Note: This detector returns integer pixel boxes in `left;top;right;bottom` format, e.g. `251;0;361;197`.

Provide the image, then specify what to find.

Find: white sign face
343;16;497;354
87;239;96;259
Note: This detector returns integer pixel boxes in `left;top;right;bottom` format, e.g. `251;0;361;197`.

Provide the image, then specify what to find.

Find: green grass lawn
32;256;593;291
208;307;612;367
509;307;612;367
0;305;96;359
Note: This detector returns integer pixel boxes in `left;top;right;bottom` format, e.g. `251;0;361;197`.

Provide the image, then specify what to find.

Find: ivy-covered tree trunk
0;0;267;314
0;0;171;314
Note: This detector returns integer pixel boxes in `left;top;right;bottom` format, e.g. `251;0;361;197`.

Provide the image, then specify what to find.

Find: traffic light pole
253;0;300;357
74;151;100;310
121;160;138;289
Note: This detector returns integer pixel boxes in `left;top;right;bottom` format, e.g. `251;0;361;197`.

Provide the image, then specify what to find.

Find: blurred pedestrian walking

What this task involves: Put every line of the rows above into a numbered list, leaving out the blank lines.

Solution for this exercise:
1. Note: This detector returns integer pixel boxes in `left;top;right;bottom` format, e.g. `251;0;361;197`.
2. Provide the image, then specify what to find.
3. Find: white sign face
4. 343;16;497;354
5. 87;239;96;259
6. Note: This detector returns integer pixel boxes in `left;top;right;bottom` format, e.g. `251;0;361;197`.
7. Provide the image, then specify what to find.
8. Find: green grass lawn
9. 32;256;593;291
10. 208;307;612;367
11. 509;307;612;367
12. 0;305;96;359
13. Note: This detector returns integer pixel boxes in `left;top;right;bottom` format, e.g. `251;0;361;197`.
14. Provide the image, then specify what to find.
15. Find: ivy-covered tree trunk
16. 0;0;267;314
17. 0;0;171;314
18. Note: This detector returns integer pixel boxes in `left;top;right;bottom` format, e.g. `251;0;361;197`.
19. Provide the image, then specify what to find.
20. Find: traffic light pole
21. 253;0;300;357
22. 74;151;100;310
23. 121;160;138;289
24. Note: This detector returns integer pixel boxes in `left;top;right;bottom` format, e.g. `251;0;361;197`.
25. Provide the image, then specify what to find.
26. Find: blurred pedestrian walking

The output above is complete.